:: Quoted text ::
------------------------------------------------

I have a set of rules when it comes to books, some of which I have set myself whilst others have been imposed by my Good Lady Wife. Given my gas-like ability to expand my bookshelves into whatever space might be available she has imposed a "one in, one out rule" which requires the disposal of a volume before another can cross the threshold. The second rule I have imposed on myself, and that is that I will now only buy physical books which have as much space dedicated to pictures as to words. It is not that I am boycotting "word books", it is just that they have a home on my eBook Reader, a home that does not take up precious shelf-space.
If you look through a list of book genres, you will be hard pressed to find one entitled "picture books", but it is a genre I have become more and more fascinated by as I have got older. Theoretically, "picture books" can stray into the province of any of the traditional genres (see William Boyd's Sweet Caress as an example of a novel that makes excellent use of pictures), but they are best represented in the field of non-fiction, particularly history and travel. By providing occasional reviews of some of the picture books that make it into my collection, I get an excuse for sharing some of the images themselves (by definition a review of a picture book should be based just as much on images as on words).

------------------------------------------------

:: Given entries ::
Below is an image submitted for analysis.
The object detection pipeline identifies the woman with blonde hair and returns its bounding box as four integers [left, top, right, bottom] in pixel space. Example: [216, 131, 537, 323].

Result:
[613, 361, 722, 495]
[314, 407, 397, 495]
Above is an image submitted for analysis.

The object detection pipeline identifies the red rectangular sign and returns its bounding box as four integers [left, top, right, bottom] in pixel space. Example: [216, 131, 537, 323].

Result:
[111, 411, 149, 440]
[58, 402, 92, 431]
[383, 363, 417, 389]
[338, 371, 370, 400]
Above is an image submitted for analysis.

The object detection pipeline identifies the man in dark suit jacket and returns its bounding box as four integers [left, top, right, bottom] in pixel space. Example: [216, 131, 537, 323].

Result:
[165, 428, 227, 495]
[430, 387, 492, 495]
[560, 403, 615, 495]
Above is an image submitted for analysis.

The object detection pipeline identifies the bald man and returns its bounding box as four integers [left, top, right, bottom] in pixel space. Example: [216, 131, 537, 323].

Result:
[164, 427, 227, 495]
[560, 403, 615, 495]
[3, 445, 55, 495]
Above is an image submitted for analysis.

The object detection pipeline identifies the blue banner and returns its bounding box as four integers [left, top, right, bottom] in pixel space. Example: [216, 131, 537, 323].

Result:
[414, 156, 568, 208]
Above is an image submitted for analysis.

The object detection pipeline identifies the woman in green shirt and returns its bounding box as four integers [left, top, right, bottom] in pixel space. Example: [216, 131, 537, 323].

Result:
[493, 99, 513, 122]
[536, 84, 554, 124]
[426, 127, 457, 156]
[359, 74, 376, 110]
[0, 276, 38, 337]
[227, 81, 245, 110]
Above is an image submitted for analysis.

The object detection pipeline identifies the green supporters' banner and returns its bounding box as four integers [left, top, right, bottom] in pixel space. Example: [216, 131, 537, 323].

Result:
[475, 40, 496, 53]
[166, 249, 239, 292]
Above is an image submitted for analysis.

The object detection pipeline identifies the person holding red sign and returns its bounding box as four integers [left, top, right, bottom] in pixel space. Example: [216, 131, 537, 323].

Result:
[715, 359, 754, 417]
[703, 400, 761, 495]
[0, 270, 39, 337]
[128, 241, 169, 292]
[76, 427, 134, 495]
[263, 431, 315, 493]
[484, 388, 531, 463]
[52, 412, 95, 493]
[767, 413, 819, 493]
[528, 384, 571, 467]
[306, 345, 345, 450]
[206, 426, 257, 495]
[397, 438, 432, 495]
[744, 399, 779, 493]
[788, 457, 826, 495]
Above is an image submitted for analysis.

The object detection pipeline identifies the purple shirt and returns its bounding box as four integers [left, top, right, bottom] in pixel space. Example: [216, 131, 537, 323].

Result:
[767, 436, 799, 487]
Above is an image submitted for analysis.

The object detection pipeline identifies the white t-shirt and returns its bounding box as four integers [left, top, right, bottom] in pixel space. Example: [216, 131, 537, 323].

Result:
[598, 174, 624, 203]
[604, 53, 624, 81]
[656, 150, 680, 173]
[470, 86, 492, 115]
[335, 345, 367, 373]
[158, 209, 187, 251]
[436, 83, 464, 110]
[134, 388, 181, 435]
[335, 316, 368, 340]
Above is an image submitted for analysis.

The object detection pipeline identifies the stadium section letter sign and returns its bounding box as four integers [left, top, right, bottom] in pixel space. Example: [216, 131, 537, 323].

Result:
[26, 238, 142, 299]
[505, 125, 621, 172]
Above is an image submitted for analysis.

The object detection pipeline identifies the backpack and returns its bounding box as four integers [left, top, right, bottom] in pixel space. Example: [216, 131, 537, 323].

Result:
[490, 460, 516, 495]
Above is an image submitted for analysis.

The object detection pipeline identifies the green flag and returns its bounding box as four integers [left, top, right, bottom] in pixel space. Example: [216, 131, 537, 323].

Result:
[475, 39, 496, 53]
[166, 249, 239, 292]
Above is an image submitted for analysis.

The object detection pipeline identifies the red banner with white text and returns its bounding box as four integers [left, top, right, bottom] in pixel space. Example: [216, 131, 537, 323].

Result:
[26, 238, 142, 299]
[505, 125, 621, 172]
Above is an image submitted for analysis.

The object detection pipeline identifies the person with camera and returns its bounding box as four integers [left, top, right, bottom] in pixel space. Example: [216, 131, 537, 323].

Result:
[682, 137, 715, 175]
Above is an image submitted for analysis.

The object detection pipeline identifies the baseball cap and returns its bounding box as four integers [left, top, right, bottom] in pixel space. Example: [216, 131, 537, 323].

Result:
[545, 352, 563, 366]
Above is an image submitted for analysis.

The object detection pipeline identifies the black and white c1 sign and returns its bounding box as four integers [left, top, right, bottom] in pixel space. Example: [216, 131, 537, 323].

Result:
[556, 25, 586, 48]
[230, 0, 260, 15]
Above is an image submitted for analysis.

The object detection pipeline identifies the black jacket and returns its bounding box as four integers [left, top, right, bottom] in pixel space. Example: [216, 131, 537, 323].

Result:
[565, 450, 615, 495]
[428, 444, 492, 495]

------------------------------------------------

:: What you are asked to do ::
Extend the essay on book rules and picture books with a paragraph that follows on from its final sentence. The records were drawn from a separate source.

:: Written answer ::
Richard Holmes' "The Second World War In Photographs" is a splendidly weighty tome that is brim-full of archive images from the collection of the Imperial War Museum. These images provide a fascinating window into the life of both ordinary citizens and members of the armed forces during those tumultuous years of world war. The vast majority of the images are in monochrome, which somehow suits the spirit of the times (the occasional colour photograph appears almost unreal). The photographs not only tell the story of the conflict, but also the human story of millions of people whose lives were changed forever. It is the kind of book which clearly demonstrates that picture books can make a real contribution to the study of social history.
"The Second World War In Photographs" by Richard Holmes. Andre Deutche (2000)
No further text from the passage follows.